- THE EXERCISE -
Please quote only the lines that start at the one with "Annotation guideline: for every instance of the wooden" and go on to the last line of the data, both ends kept.

- EXCERPTED RECORDS -
>>>

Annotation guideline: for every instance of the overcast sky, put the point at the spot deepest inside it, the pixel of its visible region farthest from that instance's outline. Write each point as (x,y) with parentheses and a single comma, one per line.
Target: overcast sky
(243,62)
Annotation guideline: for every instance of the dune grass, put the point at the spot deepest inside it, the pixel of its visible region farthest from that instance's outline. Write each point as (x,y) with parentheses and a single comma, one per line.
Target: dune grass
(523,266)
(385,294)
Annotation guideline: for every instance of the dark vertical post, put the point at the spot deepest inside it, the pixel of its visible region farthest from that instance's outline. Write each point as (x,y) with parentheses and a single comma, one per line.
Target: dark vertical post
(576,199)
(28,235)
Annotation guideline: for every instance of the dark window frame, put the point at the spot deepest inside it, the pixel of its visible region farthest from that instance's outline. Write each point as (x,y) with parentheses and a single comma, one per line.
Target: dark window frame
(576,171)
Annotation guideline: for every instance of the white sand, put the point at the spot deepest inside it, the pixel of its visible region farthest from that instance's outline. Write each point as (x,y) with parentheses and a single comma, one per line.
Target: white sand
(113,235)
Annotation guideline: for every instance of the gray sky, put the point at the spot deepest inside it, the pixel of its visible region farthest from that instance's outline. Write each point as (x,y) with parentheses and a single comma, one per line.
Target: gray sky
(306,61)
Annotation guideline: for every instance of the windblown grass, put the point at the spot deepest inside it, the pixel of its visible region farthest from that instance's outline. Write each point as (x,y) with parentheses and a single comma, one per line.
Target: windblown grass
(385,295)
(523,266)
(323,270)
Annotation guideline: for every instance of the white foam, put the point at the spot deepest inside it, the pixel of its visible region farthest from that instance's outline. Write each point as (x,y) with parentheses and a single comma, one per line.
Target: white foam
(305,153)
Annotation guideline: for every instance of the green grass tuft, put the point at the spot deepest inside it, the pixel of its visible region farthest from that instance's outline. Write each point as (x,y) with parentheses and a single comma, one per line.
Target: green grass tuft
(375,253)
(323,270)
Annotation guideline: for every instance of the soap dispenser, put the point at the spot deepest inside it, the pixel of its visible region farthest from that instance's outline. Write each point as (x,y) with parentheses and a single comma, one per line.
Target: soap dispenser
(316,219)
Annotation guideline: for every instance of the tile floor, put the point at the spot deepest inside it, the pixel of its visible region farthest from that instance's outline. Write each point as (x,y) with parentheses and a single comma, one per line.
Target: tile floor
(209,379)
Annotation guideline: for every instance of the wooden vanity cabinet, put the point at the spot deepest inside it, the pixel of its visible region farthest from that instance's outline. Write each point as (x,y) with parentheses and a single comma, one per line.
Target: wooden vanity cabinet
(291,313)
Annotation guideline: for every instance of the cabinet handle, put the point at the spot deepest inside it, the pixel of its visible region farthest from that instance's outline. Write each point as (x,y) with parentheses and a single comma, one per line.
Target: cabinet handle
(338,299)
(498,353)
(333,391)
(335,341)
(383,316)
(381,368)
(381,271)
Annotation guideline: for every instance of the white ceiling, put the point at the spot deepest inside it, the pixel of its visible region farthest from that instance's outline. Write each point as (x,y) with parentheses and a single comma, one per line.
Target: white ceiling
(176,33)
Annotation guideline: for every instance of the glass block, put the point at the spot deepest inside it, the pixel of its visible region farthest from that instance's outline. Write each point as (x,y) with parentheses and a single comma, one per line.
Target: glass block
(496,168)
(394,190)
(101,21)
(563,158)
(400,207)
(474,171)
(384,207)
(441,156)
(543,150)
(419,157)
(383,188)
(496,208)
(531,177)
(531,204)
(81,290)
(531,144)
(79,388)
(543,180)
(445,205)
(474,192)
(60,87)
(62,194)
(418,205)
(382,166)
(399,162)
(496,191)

<<<

- EXERCISE OUTPUT -
Annotation guideline: for every instance of the wooden vanity cabinet, put the point at the spot deepest inside it, the pixel of its visible region farthest from that instance's outline. Write each point as (x,y) with parentheses and a single comma, one per line.
Target: wooden vanity cabinet
(291,313)
Annotation guideline: for every instance of the cabinet handle, put the point at the spot deepest inside it, the pixel of its visible region farthest from that instance's outline. Write each point as (x,y) with parentheses and a single comma, one per line.
Target: cabinet handle
(338,299)
(498,353)
(333,391)
(335,341)
(383,316)
(381,368)
(381,271)
Annotation guideline: for every instance of the white ceiling, put the point at the spot deepest inside it, the pixel of its visible region farthest from that instance's outline. Write each point as (x,y) with parentheses and a single comma, one per line.
Target: white ceiling
(176,33)
Annotation guideline: for every instance of the glass block, put the point at the spot deepest inside it, the pixel of its visible region farthest from that instance's outline. Write each point as (x,y) with parentheses and a single comma, one per line.
Target: glass block
(496,168)
(394,190)
(101,21)
(563,158)
(400,207)
(474,171)
(384,207)
(441,156)
(543,150)
(419,157)
(383,188)
(496,208)
(531,177)
(531,204)
(81,290)
(531,144)
(79,388)
(543,180)
(445,205)
(474,192)
(60,87)
(62,194)
(418,205)
(382,166)
(399,162)
(496,191)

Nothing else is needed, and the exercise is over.